**How to complete this task**
Which lines of the data contain the string "crystal"? Copy every one of them.

**Records supplied**
........

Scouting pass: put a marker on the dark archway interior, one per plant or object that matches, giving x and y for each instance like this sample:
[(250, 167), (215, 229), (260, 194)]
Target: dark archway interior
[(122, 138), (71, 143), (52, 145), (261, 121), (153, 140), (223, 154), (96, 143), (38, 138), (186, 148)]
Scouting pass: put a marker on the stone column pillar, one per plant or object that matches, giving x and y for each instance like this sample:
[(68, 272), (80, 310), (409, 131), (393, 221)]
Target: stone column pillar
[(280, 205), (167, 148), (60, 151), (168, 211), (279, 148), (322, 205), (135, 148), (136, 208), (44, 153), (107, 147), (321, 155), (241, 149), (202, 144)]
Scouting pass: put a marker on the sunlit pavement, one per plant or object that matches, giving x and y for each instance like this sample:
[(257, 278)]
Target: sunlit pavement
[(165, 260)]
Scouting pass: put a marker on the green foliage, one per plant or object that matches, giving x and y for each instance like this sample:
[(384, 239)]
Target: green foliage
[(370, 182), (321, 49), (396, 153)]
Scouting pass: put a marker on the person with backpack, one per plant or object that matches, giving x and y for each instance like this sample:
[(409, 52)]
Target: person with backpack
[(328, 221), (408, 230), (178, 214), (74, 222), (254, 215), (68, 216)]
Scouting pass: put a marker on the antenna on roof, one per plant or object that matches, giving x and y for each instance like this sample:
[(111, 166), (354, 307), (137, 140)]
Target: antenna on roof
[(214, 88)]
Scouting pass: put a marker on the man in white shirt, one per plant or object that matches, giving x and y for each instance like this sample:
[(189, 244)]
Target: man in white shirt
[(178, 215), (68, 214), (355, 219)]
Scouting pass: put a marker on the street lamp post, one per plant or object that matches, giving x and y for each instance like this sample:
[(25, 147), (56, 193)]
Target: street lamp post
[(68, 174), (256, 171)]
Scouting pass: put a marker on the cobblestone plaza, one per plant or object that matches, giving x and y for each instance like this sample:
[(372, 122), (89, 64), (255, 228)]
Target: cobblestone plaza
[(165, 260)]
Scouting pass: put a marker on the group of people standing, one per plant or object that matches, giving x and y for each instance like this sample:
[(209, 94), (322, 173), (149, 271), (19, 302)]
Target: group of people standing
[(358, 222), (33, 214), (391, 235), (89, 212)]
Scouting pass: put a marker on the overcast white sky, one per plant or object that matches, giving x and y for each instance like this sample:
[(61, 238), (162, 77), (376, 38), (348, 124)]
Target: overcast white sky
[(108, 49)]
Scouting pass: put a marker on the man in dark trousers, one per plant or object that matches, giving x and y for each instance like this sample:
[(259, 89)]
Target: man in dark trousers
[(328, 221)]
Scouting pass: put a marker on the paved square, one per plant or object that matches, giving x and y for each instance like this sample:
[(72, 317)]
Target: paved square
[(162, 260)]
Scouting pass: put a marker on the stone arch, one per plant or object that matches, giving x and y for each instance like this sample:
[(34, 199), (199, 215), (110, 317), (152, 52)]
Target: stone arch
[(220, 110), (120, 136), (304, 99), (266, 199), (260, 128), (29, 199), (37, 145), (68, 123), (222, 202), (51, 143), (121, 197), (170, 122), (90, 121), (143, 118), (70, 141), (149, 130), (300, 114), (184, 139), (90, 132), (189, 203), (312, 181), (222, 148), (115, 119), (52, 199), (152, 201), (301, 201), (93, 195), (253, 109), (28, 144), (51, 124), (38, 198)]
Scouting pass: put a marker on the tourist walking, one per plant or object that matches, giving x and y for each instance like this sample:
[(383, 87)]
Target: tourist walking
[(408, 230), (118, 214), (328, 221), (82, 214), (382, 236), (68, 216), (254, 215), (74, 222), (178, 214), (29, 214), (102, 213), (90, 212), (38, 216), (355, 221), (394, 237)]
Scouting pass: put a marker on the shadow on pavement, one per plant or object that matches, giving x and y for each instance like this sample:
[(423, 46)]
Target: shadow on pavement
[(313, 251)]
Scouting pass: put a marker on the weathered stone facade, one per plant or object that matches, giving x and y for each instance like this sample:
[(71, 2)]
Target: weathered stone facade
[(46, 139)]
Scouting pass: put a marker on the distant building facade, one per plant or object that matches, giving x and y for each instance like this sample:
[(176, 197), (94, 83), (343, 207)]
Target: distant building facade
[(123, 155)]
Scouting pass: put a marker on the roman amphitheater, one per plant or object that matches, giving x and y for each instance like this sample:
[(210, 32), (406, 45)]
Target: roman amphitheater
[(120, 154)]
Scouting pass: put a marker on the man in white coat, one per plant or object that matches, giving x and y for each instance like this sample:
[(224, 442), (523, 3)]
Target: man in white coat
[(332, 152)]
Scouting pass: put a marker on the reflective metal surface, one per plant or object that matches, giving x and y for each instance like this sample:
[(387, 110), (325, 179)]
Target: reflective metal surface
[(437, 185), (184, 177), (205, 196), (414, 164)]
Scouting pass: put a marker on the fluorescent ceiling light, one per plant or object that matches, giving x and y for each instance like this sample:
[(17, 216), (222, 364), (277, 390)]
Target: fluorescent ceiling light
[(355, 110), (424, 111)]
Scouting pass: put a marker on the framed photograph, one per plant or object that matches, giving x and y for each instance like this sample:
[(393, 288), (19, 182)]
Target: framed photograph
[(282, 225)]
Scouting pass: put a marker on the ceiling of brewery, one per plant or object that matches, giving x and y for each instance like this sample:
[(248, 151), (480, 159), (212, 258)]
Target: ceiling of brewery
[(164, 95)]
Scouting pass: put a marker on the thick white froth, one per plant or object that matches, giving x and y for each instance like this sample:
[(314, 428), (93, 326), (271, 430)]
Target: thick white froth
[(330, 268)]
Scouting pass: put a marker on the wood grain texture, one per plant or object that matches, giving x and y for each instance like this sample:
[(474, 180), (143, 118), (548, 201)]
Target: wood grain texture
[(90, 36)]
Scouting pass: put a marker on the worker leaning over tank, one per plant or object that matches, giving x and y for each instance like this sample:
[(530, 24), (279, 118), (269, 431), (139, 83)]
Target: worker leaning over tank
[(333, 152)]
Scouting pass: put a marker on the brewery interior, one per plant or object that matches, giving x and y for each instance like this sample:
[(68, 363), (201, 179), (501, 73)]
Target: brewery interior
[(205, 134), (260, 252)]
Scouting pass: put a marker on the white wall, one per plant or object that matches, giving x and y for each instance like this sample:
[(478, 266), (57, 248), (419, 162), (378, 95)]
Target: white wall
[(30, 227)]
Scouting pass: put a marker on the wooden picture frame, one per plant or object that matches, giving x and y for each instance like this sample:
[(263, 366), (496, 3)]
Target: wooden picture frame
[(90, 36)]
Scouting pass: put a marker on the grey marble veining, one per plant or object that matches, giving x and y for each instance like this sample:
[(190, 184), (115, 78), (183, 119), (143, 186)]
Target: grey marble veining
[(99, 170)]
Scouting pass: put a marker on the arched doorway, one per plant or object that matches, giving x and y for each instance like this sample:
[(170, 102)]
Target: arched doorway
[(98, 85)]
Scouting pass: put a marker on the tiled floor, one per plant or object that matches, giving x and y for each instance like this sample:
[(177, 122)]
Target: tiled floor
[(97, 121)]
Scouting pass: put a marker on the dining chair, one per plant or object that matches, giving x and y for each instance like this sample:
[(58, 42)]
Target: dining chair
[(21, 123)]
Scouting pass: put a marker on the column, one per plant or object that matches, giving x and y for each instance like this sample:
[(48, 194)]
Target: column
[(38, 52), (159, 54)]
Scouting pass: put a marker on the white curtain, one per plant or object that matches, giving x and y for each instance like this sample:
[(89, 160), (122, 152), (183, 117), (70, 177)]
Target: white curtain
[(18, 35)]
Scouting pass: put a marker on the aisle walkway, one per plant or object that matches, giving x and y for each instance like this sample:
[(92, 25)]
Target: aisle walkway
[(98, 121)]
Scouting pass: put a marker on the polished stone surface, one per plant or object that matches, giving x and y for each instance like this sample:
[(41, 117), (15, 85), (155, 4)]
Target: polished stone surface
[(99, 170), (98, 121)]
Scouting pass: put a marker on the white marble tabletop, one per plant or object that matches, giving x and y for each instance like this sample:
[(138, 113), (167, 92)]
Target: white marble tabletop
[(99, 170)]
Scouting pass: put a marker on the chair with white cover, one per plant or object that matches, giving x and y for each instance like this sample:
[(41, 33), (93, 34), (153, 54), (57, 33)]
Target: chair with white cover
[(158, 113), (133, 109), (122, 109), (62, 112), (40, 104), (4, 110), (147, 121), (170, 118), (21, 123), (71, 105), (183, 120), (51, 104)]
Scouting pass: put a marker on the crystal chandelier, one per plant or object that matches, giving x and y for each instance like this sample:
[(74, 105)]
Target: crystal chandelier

........

**Written solution**
Scouting pass: put a marker on the crystal chandelier, one per plant or object that matches, giving x and y for each instance like this sample:
Target: crystal chandelier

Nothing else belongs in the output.